- [Article]:
* BEGIN *

Fukushima to Baltimore: Disaster in a shrinking world

Here where we live, far from Fukushima, we go about our business. The amygdala, the part of the human brain that worries about things, is not conditioned to worry about earthquakes and tsunamis in the Mid-Atlantic.

We might worry about a snowstorm when the meteorologists issue a warning and the TV news operations go into panic mode. We worry about the effect of a tropical storm or an occasional hurricane; heavy rains create anxiety about the soundness of our roofs and basement walls. But, aside from episodes of "big weather," those of us who live in the midsection of the Atlantic Coast of the United States go about our business without worry that nature will wipe away our civilization.


Earthquakes happen somewhere else — thousands of miles away — and tsunami is something we associate with tropical places, in the far reaches of the globe.

Moreover, when natural disaster does occur here, it's never anything on the scale of the still-unfolding nightmare in Japan.

* END *

- [Jobs]:
1. Answer these questions from the article on Fukushima and Baltimore:
(a) Which part of the human brain does the article say worries about things?
(b) What do heavy rains create anxiety about?
(c) What kind of places do people associate tsunami with?
2. Copy the article word for word, from "Here where we" up to and including "in the Mid-Atlantic.".
The material that follows has nothing to do with the article.

- [Data provided]:
* BEGIN *

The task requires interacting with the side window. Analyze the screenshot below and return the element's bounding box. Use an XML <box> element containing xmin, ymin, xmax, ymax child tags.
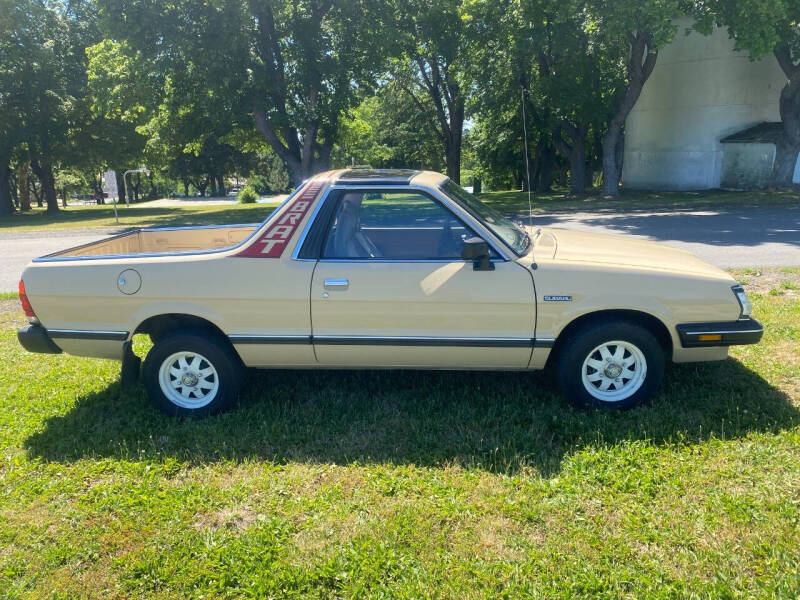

* END *

- [Exercise responses]:
1.
(a) The amygdala.
(b) The soundness of roofs and basement walls.
(c) Tropical places, in the far reaches of the globe.

2.
Here where we live, far from Fukushima, we go about our business. The amygdala, the part of the human brain that worries about things, is not conditioned to worry about earthquakes and tsunamis in the Mid-Atlantic.